#### Consegna A:
Secondo il testo sul fumo, dove è stato presentato in anteprima lo studio condotto in Germania?
#### Consegna B:
Quali sono tutte le situazioni in cui, secondo il testo sul fumo, le attuali tecniche di imaging permettono ai ricercatori di "vedere" ciò che avviene nel cervello?
#### Consegna C:
Secondo il testo sul fumo, perché si sviluppa la dipendenza dal fumo?
***** Testo *****
La nicotina è responsabile di cambiamenti nel metabolismo del cervello, che sono probabilmente il campanello d’allarme di un funzionamento alterato. Lo fa sospettare uno studio condotto in Germania e illustrato in anteprima presso il convegno annuale della Radiological Society of North America.

Che il fumo non faccia bene alla mente non è un’idea nuova. La dipendenza dal fumo, come tante altre dipendenze, avviene proprio perché le sostanze prodotte dalla sigaretta vanno a stimolare una risposta in certe aree cerebrali, ad esempio quelle preposte alla percezione del dolore e del piacere. Con le attuali tecniche di imaging i ricercatori sono in grado di "vedere" ciò che avviene nel cervello mentre si pensa, si compie un’azione, si prova un’emozione o si assume una sostanza; così grazie a una moderna tecnica che permette di studiare in tempo reale la concentrazione nel cervello di sostanze neuroattive prodotte dal metabolismo, alcuni ricercatori dell’Università di Bonn sono riusciti ad analizzare come il metabolismo cerebrale viene alterato a causa dell’abitudine al fumo.
***** Dati dell'esercizio *****
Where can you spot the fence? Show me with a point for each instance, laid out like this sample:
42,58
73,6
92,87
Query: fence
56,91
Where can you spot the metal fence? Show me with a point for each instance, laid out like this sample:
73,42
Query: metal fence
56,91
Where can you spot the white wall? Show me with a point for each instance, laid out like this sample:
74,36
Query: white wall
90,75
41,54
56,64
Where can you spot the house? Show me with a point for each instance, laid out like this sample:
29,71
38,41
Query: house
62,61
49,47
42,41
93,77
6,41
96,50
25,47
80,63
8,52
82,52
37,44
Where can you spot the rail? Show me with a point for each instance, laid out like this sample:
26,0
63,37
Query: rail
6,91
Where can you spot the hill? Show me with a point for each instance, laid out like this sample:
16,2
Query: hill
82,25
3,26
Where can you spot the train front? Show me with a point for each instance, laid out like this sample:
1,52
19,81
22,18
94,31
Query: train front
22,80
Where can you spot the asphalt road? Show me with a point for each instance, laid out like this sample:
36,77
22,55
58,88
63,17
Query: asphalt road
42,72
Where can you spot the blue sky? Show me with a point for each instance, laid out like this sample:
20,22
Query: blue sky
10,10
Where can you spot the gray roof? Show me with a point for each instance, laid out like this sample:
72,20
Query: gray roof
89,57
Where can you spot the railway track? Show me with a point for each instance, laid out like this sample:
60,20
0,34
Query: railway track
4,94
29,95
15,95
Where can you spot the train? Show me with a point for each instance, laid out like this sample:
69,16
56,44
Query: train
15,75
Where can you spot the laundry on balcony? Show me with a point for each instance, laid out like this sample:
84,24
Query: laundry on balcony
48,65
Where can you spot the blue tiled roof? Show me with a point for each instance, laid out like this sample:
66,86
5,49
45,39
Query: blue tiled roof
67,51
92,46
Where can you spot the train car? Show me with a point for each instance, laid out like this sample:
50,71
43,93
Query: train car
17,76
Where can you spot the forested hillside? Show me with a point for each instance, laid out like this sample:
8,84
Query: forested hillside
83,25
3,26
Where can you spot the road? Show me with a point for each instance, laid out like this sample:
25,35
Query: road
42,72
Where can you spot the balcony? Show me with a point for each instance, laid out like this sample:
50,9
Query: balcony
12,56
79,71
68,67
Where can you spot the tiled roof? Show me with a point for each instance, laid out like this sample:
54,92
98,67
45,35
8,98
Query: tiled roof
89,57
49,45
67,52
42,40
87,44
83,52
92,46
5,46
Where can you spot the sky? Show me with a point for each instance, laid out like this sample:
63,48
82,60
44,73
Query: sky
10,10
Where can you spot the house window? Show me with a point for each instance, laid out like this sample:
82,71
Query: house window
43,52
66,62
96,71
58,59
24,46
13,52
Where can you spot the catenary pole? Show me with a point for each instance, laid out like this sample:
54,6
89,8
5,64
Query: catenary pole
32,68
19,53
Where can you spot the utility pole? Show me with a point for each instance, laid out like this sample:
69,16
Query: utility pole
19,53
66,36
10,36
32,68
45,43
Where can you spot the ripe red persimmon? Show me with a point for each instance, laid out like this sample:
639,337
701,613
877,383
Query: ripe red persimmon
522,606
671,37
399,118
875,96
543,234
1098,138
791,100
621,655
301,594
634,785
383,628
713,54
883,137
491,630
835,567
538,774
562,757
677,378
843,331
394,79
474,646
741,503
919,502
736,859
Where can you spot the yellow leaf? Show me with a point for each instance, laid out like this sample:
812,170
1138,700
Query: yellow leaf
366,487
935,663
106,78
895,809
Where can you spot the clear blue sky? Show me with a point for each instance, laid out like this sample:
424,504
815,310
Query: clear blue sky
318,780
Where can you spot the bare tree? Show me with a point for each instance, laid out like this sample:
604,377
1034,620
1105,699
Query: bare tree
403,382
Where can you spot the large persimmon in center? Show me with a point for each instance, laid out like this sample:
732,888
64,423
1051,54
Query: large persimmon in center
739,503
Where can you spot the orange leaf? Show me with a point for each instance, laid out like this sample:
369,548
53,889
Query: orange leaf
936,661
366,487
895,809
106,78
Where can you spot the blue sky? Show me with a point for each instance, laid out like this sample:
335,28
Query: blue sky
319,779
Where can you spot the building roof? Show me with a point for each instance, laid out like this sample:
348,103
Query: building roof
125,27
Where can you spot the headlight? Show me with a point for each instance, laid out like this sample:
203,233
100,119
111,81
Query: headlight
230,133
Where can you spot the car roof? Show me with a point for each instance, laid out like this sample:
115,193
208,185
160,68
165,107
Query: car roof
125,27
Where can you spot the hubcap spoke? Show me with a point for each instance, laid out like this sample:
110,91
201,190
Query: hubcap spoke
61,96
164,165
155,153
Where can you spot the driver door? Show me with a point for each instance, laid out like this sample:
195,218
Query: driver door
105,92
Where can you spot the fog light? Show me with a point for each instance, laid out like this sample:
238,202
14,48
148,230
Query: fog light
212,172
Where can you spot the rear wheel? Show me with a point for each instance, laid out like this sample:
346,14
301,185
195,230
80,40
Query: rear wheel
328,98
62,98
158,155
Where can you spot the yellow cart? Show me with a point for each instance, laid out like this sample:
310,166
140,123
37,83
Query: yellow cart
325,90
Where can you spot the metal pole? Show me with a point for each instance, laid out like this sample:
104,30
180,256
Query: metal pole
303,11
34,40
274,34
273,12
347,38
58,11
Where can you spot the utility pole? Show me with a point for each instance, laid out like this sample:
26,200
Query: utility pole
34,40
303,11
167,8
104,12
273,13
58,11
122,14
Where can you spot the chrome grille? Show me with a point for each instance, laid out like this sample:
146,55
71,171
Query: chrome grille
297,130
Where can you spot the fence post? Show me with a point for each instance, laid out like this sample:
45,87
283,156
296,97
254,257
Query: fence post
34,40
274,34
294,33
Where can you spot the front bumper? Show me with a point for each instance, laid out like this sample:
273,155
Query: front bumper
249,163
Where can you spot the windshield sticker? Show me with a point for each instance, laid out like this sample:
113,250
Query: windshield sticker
*****
#### Risposta scritta A:
Al convegno annuale della Radiological Society of North America.

#### Risposta scritta B:
- Mentre si pensa
- Mentre si compie un'azione
- Mentre si prova un'emozione
- Mentre si assume una sostanza

#### Risposta scritta C:
La dipendenza si sviluppa perché le sostanze prodotte dalla sigaretta stimolano una risposta in certe aree cerebrali, ad esempio quelle preposte alla percezione del dolore e del piacere.